◆ **AIM**
Pick out every line of the records below that contains the string "trunk", treating uppercase and lowercase as different, and copy each of those lines out in full.

◆ **DATASET ROWS**
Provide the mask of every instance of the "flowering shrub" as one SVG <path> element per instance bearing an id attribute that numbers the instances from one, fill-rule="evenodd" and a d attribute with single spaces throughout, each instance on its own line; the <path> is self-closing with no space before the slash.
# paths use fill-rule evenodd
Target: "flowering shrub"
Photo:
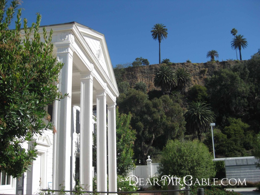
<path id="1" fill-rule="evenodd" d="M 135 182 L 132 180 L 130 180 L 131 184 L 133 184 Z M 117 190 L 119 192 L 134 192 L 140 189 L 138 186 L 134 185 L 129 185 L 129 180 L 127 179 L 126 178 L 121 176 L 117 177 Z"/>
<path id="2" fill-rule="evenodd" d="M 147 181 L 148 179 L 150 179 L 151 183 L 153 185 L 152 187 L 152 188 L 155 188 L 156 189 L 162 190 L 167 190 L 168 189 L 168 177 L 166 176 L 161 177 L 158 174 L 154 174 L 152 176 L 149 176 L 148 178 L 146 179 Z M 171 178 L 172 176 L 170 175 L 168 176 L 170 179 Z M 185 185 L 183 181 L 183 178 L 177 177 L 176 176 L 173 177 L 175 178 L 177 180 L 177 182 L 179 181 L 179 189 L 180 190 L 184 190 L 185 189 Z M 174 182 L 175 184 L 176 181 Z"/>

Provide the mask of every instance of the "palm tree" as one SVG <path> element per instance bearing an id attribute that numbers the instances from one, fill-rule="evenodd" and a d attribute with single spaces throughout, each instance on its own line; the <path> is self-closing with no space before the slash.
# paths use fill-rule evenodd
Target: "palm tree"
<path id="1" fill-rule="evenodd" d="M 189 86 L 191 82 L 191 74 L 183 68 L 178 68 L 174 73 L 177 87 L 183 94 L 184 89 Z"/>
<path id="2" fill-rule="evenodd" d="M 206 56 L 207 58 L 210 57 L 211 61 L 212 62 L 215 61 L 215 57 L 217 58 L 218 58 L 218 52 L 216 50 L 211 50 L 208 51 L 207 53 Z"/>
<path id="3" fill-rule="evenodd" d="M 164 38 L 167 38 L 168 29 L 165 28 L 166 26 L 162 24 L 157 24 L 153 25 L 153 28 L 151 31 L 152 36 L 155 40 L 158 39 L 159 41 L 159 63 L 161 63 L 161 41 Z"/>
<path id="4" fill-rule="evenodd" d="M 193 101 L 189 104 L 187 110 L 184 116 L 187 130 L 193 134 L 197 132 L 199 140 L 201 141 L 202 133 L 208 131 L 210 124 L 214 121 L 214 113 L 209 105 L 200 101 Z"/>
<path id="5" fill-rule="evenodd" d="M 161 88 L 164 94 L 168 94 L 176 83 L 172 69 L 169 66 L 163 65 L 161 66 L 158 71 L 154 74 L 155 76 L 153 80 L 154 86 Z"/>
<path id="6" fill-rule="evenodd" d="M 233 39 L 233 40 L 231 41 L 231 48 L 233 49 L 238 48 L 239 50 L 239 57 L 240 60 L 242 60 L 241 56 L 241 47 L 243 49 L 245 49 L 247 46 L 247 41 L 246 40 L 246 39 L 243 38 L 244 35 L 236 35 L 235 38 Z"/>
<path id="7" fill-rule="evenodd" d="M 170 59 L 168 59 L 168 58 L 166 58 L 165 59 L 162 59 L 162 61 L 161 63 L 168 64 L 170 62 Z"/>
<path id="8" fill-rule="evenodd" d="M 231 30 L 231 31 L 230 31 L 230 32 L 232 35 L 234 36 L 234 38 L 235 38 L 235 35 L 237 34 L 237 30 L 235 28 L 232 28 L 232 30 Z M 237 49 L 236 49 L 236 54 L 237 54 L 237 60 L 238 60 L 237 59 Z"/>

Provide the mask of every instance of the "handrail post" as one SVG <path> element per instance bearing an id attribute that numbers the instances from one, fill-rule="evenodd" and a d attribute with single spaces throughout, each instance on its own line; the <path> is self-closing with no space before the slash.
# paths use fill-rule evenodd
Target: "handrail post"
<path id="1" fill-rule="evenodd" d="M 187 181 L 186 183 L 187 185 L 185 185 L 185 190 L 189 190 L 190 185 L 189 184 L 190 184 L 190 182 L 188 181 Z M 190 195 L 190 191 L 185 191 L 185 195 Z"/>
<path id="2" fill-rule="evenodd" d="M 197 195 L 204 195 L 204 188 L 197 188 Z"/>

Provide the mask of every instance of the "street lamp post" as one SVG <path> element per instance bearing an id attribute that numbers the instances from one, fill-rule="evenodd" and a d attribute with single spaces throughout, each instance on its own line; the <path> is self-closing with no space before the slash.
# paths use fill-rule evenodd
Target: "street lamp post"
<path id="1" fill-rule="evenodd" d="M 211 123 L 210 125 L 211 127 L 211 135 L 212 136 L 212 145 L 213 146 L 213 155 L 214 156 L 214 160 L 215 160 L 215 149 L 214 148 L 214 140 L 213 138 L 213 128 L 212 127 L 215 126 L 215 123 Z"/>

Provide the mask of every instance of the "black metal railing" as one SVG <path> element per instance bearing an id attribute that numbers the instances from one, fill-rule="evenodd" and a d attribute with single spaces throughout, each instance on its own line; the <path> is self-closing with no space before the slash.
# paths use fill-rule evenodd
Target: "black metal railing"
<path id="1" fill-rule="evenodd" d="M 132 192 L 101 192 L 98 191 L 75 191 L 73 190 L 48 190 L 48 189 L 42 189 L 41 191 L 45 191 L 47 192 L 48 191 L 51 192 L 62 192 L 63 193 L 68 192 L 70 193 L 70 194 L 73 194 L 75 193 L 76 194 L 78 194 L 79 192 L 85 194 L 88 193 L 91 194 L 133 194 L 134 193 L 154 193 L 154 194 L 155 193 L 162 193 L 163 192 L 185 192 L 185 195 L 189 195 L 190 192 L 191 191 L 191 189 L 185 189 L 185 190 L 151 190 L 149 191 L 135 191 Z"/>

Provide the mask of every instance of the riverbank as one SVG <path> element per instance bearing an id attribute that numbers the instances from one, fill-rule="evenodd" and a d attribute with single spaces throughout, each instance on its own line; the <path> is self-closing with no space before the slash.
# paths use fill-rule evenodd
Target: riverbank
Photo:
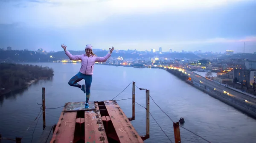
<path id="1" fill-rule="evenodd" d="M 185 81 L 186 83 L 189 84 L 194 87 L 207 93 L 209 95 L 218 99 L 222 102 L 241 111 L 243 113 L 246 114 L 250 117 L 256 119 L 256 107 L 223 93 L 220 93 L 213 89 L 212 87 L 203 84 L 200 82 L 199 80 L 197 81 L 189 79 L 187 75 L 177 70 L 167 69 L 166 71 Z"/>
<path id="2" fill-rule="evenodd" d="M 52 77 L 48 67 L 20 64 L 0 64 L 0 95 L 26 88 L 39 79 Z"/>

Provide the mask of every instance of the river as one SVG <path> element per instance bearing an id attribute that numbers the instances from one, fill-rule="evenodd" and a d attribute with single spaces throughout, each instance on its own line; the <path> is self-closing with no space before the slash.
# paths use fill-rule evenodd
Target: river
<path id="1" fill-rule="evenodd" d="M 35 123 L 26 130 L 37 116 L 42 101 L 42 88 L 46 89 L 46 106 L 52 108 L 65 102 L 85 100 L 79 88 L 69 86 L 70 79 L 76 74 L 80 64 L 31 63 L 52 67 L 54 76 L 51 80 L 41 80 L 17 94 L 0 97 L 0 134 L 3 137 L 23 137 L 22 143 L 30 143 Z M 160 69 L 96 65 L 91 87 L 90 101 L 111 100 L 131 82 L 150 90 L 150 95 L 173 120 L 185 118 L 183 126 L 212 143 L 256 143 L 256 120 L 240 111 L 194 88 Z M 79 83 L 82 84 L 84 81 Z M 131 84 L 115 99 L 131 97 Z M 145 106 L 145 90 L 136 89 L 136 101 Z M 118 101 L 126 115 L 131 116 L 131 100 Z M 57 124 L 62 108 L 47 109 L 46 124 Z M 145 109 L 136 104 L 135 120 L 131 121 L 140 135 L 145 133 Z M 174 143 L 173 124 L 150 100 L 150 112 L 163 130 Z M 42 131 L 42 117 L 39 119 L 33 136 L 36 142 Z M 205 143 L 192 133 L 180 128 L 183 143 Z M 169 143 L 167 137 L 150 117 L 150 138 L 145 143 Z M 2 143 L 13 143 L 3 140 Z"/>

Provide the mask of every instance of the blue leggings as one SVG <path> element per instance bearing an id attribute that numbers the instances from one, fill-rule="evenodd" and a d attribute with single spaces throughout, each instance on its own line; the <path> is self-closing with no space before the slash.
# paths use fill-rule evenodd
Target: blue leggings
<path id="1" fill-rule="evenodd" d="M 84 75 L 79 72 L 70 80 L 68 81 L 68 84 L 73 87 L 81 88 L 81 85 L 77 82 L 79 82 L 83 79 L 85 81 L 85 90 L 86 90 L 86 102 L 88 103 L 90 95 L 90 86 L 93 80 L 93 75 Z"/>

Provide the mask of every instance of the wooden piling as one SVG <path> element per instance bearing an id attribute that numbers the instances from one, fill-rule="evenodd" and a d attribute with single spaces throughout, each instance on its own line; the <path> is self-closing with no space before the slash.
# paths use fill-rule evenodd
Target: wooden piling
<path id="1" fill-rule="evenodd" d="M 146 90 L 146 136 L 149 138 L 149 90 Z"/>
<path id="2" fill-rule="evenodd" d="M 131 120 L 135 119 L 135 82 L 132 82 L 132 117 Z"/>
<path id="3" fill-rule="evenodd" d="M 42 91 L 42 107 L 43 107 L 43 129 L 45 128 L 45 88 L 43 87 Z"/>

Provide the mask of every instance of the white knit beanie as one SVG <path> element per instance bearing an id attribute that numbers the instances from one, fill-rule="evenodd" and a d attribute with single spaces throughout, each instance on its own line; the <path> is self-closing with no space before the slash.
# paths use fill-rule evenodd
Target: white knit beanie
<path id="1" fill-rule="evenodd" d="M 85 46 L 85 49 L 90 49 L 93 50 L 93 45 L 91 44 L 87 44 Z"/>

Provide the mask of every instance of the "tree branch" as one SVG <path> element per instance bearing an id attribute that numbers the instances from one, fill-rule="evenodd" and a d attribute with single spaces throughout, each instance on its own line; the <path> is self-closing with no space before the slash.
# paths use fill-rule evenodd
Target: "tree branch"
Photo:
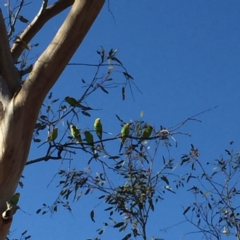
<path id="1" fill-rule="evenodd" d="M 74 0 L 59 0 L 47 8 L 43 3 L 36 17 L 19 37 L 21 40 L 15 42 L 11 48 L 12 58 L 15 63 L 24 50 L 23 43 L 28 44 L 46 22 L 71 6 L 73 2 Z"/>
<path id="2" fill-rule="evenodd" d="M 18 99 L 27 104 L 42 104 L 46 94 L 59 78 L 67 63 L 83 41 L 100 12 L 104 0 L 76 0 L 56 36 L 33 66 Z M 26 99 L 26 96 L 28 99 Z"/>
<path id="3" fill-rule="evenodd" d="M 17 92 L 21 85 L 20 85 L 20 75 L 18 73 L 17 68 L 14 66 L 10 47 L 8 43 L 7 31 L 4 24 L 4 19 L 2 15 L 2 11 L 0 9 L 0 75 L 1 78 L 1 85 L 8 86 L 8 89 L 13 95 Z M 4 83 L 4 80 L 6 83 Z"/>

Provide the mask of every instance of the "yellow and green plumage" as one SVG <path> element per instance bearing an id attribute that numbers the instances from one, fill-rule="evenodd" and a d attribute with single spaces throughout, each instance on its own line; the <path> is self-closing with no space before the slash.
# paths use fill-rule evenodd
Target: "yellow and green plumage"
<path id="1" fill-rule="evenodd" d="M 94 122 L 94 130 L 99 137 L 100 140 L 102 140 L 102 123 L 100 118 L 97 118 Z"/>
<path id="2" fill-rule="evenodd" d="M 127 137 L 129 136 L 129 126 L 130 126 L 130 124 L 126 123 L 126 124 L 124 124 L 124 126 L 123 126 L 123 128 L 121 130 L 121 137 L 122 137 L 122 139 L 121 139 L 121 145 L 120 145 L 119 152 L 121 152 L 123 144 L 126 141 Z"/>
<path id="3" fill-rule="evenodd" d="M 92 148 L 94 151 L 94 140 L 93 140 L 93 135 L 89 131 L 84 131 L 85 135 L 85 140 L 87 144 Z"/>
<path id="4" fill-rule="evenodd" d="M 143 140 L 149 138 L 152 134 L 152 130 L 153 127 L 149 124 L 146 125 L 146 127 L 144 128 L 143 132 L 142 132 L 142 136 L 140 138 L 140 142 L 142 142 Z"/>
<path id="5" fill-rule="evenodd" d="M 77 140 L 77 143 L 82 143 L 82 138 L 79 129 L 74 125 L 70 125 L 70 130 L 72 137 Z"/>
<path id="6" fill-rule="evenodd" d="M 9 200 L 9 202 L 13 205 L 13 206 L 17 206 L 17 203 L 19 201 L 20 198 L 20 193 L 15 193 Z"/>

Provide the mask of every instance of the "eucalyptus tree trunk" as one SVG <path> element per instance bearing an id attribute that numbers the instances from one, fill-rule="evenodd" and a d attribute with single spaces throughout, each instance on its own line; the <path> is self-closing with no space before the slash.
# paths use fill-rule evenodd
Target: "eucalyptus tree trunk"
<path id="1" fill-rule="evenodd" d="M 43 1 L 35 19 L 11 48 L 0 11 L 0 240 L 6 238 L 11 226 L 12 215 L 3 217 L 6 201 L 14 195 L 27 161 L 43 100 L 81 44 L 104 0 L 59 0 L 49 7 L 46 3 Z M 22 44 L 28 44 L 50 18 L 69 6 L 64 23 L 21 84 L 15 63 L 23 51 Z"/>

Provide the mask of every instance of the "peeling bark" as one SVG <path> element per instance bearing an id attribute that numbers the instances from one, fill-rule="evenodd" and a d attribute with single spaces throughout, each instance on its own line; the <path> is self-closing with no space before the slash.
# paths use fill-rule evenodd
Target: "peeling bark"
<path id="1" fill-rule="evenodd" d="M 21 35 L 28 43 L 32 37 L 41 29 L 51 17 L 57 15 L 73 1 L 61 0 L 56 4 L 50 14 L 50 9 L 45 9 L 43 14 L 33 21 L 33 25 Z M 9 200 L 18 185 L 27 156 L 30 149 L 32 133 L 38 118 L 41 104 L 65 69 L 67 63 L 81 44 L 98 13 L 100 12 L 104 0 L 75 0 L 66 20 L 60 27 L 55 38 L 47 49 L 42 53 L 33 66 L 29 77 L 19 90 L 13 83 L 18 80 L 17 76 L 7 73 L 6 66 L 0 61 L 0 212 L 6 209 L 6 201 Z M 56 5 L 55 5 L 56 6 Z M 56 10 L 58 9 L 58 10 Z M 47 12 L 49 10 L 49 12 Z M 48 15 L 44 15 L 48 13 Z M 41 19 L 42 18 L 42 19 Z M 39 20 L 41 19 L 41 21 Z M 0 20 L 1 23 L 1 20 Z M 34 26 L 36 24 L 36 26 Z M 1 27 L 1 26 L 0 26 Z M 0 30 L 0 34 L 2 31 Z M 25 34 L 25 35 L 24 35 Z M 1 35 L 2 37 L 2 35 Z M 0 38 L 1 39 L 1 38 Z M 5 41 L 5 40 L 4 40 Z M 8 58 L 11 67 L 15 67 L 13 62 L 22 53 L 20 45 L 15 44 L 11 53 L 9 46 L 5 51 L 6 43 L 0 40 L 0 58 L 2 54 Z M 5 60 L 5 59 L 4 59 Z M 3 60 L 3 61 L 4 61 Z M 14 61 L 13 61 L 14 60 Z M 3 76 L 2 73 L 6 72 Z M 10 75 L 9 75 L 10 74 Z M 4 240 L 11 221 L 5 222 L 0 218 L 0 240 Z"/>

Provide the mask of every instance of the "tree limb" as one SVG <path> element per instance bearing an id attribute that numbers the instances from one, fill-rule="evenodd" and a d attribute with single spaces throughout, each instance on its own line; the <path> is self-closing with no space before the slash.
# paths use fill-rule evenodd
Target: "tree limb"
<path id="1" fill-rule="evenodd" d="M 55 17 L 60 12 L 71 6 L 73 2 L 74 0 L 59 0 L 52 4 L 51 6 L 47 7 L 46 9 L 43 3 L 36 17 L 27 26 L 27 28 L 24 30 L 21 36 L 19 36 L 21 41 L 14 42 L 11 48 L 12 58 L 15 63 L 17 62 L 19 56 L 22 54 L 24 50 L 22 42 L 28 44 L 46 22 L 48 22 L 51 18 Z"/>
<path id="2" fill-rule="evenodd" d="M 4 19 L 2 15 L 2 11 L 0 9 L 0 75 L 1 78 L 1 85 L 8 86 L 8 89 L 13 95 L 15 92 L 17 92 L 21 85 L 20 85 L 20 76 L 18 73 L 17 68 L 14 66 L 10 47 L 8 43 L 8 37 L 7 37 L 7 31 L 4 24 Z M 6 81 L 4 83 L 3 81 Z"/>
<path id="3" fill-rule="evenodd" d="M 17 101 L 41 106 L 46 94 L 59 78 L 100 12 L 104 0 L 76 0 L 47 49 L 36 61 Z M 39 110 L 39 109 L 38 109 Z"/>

◆ **OUTPUT FOR THIS TASK**
Provide the mask of every instance of the "eucalyptus tree trunk" as one SVG <path> element per instance bearing an id attribute that numbers the instances from one, fill-rule="evenodd" and a d attribute with single spaces throughout, each instance on its own line; the <path> is self-closing with no space before the slash.
Target: "eucalyptus tree trunk"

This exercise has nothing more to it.